Reading text
If I could visit just two other places, it would be Ireland and Iceland. Is it weird that they're separated by over one thousand kilometers but just one letter? Probably.
I love you guys so much that sometimes I feel like I'm going to burst with it, but you're not the centre of my world. My centre is your dad; or rather, my centre is your-dad-and-I. It's our marriage, the unit we create together. You might feel differently when you have your own children, but I believe that my job as your mother is to raise you to become capable and independent. I'm raising you to leave, eventually. Whereas your dad and I are paired for life; "until death do us part" and all that. In the solar system of my life, your dad is the sun and you both are little planets in orbit around us. Which is why we ignore you every Sunday to spend time together.
Speaking of your dad, he is my favourite person in the world and the very best man I know. He is a manly-man in that he is strong and confident and intelligent and gentle. He isn't aggressive or confrontational because he doesn't need to be: he's secure in himself. And that's what a real man is: secure and quietly confident. He is a wonderful example of the kind of man you can become, or of one you can invite into your life to share it.
All of my decisions relating to travel hinge on two things: what I can eat there that I recognize, and what (animal/insect/food/bacteria) could potentially kill me. Everything else is just details.

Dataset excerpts

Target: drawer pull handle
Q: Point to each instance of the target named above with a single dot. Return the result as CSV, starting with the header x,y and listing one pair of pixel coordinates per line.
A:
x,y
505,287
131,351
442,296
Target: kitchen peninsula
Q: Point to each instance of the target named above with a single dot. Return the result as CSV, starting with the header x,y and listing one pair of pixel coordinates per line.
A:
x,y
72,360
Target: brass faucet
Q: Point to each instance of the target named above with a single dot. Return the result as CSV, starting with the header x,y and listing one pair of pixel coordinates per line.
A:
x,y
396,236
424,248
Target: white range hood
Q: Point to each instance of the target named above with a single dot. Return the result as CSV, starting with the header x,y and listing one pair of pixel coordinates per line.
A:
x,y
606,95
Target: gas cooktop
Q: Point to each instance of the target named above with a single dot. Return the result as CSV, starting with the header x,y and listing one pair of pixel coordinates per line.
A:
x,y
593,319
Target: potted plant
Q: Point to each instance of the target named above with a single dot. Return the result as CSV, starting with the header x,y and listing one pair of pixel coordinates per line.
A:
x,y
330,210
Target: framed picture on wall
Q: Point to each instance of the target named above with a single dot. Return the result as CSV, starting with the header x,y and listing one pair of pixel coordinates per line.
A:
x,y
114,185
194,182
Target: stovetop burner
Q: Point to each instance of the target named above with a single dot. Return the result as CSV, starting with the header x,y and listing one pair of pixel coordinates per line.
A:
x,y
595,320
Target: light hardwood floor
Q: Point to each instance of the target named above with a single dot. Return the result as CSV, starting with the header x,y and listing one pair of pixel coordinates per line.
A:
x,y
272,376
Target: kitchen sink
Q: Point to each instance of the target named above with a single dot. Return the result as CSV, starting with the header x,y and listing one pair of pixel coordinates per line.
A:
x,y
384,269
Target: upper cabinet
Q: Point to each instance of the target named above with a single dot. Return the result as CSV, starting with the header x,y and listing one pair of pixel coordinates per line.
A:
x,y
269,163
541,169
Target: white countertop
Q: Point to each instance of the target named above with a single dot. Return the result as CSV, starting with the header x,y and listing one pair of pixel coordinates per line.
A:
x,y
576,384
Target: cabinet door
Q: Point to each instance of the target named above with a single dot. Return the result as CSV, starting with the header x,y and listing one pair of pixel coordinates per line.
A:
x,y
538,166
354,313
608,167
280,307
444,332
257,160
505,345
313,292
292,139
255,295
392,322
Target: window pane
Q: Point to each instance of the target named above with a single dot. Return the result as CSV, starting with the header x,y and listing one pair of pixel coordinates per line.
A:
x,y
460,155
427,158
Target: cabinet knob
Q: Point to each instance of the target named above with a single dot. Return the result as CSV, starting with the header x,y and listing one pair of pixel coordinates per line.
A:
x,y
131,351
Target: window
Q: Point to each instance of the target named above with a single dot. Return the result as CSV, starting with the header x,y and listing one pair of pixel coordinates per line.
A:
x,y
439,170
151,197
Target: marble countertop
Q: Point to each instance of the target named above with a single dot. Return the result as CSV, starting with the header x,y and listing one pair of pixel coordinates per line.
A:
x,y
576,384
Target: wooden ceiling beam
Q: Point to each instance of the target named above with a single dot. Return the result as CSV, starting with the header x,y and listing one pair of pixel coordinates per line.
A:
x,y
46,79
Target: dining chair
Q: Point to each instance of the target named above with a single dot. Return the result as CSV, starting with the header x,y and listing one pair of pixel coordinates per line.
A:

Activity
In the reading text, what two things do all of the writer's travel decisions hinge on?

Exercise answer
What the writer can eat there that they recognize, and what (animal, insect, food or bacteria) could potentially kill them.